(Pointing dataset excerpts)
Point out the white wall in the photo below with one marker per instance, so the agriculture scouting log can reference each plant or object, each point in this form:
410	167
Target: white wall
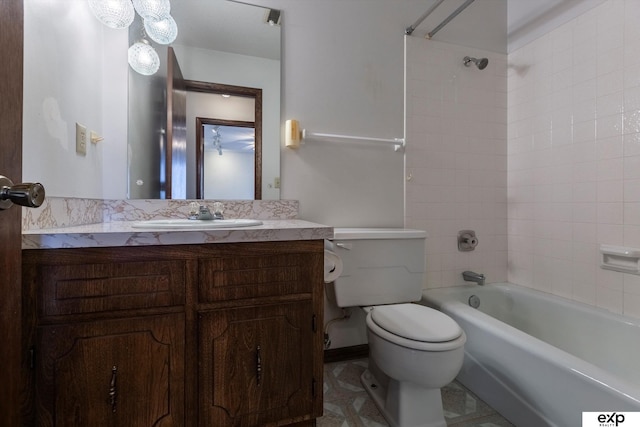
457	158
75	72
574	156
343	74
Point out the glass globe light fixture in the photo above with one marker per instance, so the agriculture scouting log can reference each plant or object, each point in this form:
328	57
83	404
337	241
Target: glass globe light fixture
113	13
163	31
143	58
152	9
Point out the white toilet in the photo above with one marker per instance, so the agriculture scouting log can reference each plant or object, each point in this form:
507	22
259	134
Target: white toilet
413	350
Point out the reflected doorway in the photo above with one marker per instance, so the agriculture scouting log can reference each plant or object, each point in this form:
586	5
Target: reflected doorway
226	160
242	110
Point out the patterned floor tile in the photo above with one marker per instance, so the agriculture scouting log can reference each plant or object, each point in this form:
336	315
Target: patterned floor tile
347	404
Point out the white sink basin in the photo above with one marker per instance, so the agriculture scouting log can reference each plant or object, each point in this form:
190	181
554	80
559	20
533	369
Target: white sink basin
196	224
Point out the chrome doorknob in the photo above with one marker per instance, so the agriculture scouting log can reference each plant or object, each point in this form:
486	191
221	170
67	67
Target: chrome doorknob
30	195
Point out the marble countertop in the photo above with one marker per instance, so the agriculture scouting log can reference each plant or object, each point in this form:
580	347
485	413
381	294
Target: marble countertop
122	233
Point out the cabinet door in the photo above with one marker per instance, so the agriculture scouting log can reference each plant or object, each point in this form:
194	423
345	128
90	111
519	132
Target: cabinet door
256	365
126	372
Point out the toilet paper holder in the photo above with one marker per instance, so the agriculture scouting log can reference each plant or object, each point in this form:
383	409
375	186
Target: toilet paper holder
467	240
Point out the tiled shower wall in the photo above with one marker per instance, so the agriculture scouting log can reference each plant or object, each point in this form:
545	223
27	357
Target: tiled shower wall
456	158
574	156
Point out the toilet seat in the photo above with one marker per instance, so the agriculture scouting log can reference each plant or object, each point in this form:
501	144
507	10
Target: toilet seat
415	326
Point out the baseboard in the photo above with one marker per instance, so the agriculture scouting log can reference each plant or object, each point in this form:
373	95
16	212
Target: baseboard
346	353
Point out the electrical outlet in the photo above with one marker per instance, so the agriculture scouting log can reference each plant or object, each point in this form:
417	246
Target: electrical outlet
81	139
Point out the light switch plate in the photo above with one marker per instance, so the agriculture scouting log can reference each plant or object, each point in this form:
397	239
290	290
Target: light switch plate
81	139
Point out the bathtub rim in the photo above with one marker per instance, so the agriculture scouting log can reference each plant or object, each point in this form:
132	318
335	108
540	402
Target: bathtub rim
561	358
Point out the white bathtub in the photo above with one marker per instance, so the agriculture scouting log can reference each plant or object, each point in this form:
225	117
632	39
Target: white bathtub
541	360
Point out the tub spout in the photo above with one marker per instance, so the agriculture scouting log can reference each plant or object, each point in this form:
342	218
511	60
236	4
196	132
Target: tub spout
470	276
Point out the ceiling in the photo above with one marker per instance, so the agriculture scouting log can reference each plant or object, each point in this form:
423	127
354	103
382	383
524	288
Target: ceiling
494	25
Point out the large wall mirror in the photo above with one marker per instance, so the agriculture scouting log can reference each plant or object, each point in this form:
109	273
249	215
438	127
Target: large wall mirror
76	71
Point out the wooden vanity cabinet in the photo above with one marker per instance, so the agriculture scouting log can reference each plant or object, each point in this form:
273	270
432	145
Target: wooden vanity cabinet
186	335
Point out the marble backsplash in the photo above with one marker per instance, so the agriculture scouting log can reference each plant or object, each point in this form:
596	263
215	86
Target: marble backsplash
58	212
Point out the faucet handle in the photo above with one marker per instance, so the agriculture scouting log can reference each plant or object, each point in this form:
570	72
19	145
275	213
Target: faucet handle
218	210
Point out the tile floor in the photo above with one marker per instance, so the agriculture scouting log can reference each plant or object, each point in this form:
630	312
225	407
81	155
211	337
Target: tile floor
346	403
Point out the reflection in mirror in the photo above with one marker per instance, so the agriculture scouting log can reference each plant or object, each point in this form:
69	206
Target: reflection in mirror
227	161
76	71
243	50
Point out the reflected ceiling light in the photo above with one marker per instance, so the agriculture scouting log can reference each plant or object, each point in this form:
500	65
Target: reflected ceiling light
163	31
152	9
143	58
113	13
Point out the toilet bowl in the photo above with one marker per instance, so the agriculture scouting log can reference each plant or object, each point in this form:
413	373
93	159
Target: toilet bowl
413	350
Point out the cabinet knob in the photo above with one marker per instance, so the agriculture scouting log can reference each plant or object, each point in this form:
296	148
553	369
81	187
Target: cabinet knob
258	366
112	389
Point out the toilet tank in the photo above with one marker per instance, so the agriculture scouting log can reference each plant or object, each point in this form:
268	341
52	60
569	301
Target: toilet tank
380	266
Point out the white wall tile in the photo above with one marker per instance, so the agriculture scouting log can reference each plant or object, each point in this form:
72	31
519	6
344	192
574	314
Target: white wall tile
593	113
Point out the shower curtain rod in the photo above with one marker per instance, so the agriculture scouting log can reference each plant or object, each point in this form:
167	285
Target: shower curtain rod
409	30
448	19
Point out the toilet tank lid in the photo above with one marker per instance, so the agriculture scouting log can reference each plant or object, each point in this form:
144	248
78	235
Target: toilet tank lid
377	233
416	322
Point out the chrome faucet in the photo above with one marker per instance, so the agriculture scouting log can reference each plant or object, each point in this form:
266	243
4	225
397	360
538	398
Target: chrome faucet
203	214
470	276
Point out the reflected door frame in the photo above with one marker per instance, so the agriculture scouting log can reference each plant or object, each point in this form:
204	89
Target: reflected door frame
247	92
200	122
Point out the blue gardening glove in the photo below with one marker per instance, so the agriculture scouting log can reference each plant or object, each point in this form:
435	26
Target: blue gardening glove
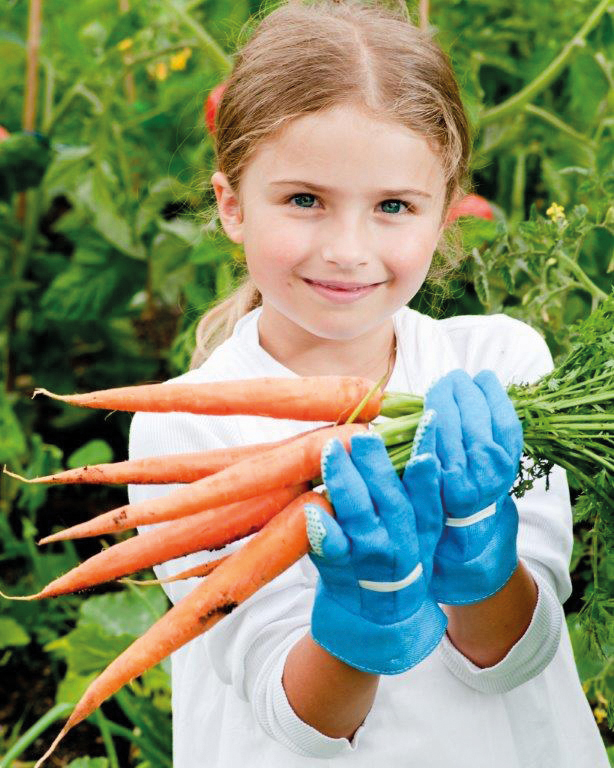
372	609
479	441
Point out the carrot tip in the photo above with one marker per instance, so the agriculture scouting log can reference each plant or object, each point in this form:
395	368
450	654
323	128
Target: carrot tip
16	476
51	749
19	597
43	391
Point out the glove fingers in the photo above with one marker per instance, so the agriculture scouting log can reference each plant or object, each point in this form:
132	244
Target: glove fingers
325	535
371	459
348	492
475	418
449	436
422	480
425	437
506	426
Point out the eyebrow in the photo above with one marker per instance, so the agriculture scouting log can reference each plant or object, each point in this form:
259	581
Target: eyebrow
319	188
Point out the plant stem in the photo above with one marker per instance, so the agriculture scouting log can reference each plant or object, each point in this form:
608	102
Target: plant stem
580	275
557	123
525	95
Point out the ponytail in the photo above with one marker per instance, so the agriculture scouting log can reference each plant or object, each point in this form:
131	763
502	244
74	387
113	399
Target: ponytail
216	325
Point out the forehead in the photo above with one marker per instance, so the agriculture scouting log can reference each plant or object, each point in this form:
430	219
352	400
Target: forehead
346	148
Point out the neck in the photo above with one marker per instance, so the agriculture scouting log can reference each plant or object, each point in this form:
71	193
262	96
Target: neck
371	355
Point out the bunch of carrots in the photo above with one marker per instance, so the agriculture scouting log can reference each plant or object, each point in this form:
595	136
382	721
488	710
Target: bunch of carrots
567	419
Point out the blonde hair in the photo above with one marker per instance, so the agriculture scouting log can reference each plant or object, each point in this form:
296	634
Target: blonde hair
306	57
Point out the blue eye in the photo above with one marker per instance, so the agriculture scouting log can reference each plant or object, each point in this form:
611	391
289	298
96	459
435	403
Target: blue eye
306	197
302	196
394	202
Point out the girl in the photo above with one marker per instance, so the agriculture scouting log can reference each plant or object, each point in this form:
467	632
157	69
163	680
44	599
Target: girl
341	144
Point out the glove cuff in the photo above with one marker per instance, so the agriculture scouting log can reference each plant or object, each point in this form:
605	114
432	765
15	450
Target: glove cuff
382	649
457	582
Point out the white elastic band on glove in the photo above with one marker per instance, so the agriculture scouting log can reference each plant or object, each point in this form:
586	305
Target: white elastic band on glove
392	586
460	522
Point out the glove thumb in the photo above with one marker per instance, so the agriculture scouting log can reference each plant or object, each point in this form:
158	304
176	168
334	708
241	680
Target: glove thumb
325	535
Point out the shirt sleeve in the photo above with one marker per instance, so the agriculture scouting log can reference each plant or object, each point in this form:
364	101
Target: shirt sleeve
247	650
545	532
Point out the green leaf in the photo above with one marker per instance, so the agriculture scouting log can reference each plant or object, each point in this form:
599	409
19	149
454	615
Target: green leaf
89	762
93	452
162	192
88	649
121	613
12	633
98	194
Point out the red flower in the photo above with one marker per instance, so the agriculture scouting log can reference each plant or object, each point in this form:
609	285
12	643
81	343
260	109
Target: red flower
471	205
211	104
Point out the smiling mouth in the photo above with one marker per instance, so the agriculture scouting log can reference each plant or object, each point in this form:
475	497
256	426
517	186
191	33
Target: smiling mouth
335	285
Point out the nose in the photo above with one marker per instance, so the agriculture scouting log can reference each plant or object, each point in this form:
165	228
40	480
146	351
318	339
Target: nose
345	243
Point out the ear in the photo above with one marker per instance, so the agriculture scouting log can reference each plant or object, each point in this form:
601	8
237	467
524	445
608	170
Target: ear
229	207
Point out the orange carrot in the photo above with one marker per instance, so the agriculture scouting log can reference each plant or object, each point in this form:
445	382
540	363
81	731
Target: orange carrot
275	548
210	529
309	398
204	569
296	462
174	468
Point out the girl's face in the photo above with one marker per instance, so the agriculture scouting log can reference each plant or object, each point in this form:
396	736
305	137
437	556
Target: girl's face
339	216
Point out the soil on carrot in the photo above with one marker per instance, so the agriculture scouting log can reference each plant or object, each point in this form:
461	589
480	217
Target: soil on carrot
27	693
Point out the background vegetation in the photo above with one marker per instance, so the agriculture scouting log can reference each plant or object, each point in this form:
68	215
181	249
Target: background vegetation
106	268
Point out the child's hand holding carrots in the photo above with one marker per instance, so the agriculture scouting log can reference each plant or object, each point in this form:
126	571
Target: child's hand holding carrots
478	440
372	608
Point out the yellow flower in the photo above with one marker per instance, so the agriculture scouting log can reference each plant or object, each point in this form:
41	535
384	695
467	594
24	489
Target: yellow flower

▶ **JOB**
Please quote exactly the lines from the one containing "Point out the soil" through the last line of the records above, both included, and nothing else.

▶ **ANSWER FOR THIS EXERCISE**
Point out the soil on carrot in the photo above with one marker per instance, so the agriculture scouting log can reference each plant or object, each point in this form:
461	589
480	217
Target: soil on carrot
27	693
Point out the background vegetation in the photo above with one marker per instance, so the agriculture scouting log can reference each plant or object, each point in this form:
68	215
181	249
Target: background vegetation
106	268
Point out the child's hand holding carrots in the photo above with one marker per instance, so the agriculture scouting log can reference each plant or object, each point in this form:
126	571
Target: child's hand holding carrots
478	440
372	608
Point out the yellow flower in the photo above with one marker per instance, so the agriculture scouting log can reference each plant or object, each point in this form:
41	535
384	695
467	594
24	489
Target: yellow flower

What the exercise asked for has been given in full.